----- PAGE EXCERPT

#' Fit a Gaussian Copula Time Series Model for Count Data
#'
#' Fits a Gaussian copula model to univariate count time series using discrete
#' marginals (Poisson, negative binomial, binomial/beta–binomial, and
#' zero–inflated variants) and latent dependence through ARMA correlation
#' structures. The multivariate normal rectangle probability is evaluated using
#' Minimax Exponential Tilting (TMET), the
#' Geweke–Hajivassiliou–Keane (GHK) simulator, or the Continuous Extension (CE)
#' approximation.
#'
#' The interface mirrors \code{glm()}. Zero–inflated marginals accept a list of
#' formulas, for example \code{list(mu = y ~ x, pi0 = ~ z)}. Non–zero–inflated
#' marginals accept a single formula (e.g., \code{y ~ x1 + x2}).
#'
#' @param formula A formula (e.g., \code{y ~ x1 + x2}) or, for zero–inflated
#'   marginals, a named list of formulas \code{list(mu = ..., pi0 = ...)}.
#' @param data A data frame containing \code{y} and covariates referenced in the
#'   formula(s).
#' @param marginal A marginal model object such as \code{\link{poisson.marg}},
#'   \code{\link{negbin.marg}}, \code{\link{zib.marg}}, or \code{\link{zibb.marg}}.
#'   See \code{\link{marginal.gctsc}} for the full list of supported marginals.
#' @param cormat A correlation structure such as \code{\link{arma.cormat}}.
#' @param method One of \code{"TMET"}, \code{"GHK"}, or \code{"CE"}.
#' @param c Smoothing constant for the CE approximation (ignored for TMET/GHK).
#'   Default is \code{0.5}.

----------
----- DATA PROVIDED

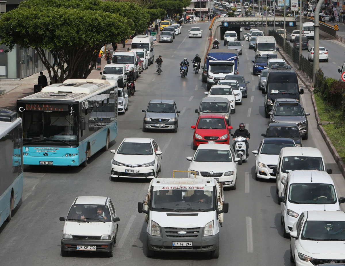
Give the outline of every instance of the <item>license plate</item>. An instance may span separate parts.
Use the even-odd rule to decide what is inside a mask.
[[[53,162],[47,162],[47,161],[40,161],[40,165],[52,165]]]
[[[77,250],[96,250],[96,246],[77,246]]]
[[[129,173],[130,174],[139,174],[140,172],[139,170],[125,170],[126,173]]]
[[[191,247],[192,242],[173,242],[172,246],[174,247]]]

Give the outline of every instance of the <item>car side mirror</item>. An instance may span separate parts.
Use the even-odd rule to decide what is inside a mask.
[[[138,212],[139,213],[144,213],[146,214],[149,214],[148,211],[144,209],[144,204],[142,202],[138,203]]]

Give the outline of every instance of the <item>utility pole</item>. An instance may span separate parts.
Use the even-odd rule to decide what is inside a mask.
[[[316,72],[319,69],[320,65],[319,57],[319,49],[320,45],[319,43],[319,14],[320,9],[322,3],[324,3],[323,0],[319,0],[315,8],[315,14],[314,16],[314,60],[313,69],[313,86],[315,86],[315,82],[316,79]]]

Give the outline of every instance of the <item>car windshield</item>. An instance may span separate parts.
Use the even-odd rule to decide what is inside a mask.
[[[298,85],[295,82],[269,82],[268,91],[269,93],[289,93],[296,94],[298,92]]]
[[[226,128],[224,119],[222,118],[205,117],[199,119],[197,128],[203,129],[225,129]]]
[[[302,108],[297,106],[279,106],[277,107],[274,115],[283,116],[302,116],[304,115]]]
[[[260,51],[275,51],[276,44],[269,43],[259,43],[257,44],[257,48],[258,50]]]
[[[212,88],[209,94],[213,95],[231,95],[233,94],[230,88]]]
[[[198,150],[195,153],[194,162],[231,163],[233,161],[230,151],[226,150]]]
[[[147,108],[148,113],[175,112],[172,103],[150,103]]]
[[[295,147],[295,145],[292,143],[264,143],[261,148],[260,153],[262,154],[270,154],[278,155],[280,153],[280,150],[286,147]]]
[[[153,152],[150,143],[122,142],[117,153],[126,155],[152,155]]]
[[[204,185],[154,186],[151,201],[152,210],[194,213],[212,211],[215,202],[213,188]]]
[[[113,64],[134,64],[134,57],[133,55],[115,55],[112,56],[111,63]]]
[[[106,66],[103,69],[103,74],[105,75],[121,75],[123,73],[123,68],[118,66]]]
[[[345,241],[344,228],[344,221],[307,221],[302,231],[301,239]]]
[[[282,171],[285,173],[296,170],[323,171],[322,159],[320,157],[292,156],[284,157]]]
[[[299,183],[290,185],[289,201],[297,204],[334,204],[337,197],[333,185]]]
[[[233,65],[225,65],[219,64],[210,64],[210,72],[213,73],[228,73],[233,72]]]
[[[69,210],[66,221],[67,222],[100,221],[111,222],[111,217],[106,205],[87,204],[73,204]]]

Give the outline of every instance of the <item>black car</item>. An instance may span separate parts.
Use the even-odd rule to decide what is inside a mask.
[[[298,126],[294,123],[270,123],[266,133],[261,134],[266,137],[288,137],[292,139],[296,146],[302,146],[302,140]]]

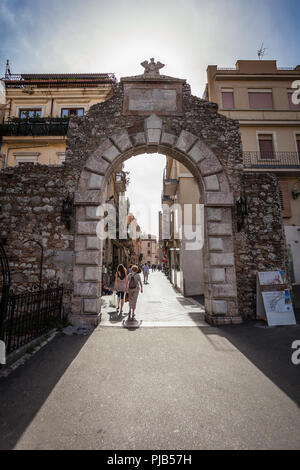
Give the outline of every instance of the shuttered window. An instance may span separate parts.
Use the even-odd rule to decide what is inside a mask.
[[[273,135],[259,134],[258,143],[261,160],[273,160],[275,158]]]
[[[298,156],[300,158],[300,135],[296,136],[296,142],[297,142],[297,151],[298,151]]]
[[[293,92],[292,91],[288,92],[288,98],[289,98],[290,109],[292,109],[294,111],[298,111],[300,109],[300,103],[298,103],[298,104],[293,103]]]
[[[249,104],[251,109],[273,109],[272,92],[249,91]]]
[[[281,210],[282,210],[282,217],[291,217],[291,202],[290,202],[290,192],[289,192],[289,185],[288,183],[279,183],[279,191],[280,191],[280,203],[281,203]]]
[[[234,109],[233,91],[222,91],[223,109]]]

----------

- _WRITTEN REQUEST 1_:
Reproduce the Gaussian copula documentation between "#' @param cormat" and "(ignored for TMET/GHK).", inclusive.
- _WRITTEN REQUEST 2_:
Pick up the Gaussian copula documentation right after its final line and keep writing.
The data has no role in this work.

- _EXERCISE OUTPUT 1_:
#' @param cormat A correlation structure such as \code{\link{arma.cormat}}.
#' @param method One of \code{"TMET"}, \code{"GHK"}, or \code{"CE"}.
#' @param c Smoothing constant for the CE approximation (ignored for TMET/GHK).

- _EXERCISE OUTPUT 2_:
#' @param QMC Logical; use quasi–Monte Carlo sampling for simulation–based
#'   likelihood approximations.
#' @param pm Integer; truncated AR order used to approximate ARMA(\eqn{p,q})
#'   when \eqn{q>0} (TMET only).
#' @param start Optional numeric vector of starting values (marginal parameters
#'   followed by dependence parameters).
#'
#' @param options Optional list specifying the random seed and Monte Carlo
#'   sample size for the likelihood approximation. If omitted, default values
#'   from \code{gctsc.opts()} are used (i.e., \code{seed = NULL} and
#'   \code{M = 1000}).
#'
#'   For simulation–based likelihoods (\code{method = "GHK"} or
#'   \code{method = "TMET"}), providing a fixed \code{seed} (e.g.,
#'   \code{options = gctsc.opts(seed = 123)}) is **strongly recommended** to
#'   ensure reproducible and numerically stable likelihood evaluations. Without
#'   a fixed seed, the approximate log-likelihood may vary slightly between
#'   evaluations, which can affect numerical optimization.
#'
#'   See \code{\link{gctsc.opts}} for additional tuning parameters and their
#'   default values.
#'
#' @details
#'
#' **Formula handling**  
#' For zero–inflated marginals:
#' \itemize{
#'   \item If neither \code{mu} nor \code{pi0} is supplied, both default to
#'     intercept-only models (\code{mu ~ 1}, \code{pi0 ~ 1}).
#'   \item If \code{mu} is supplied but \code{pi0} is omitted,
#'     \code{pi0 ~ 1} is used.
#' }
#'
#' **Dependence structure**  
#' ARMA parameters are determined by \code{cormat}.  
#' ARMA(0,0) is not supported.
#'
#' **Method-specific notes**  
#' \itemize{
#'   \item CE ignores \code{QMC} and \code{options$M}.
#'   \item TMET and GHK require \code{options$M} to be a positive integer.
#'   \item TMET optionally uses \code{pm} when \eqn{q>0}.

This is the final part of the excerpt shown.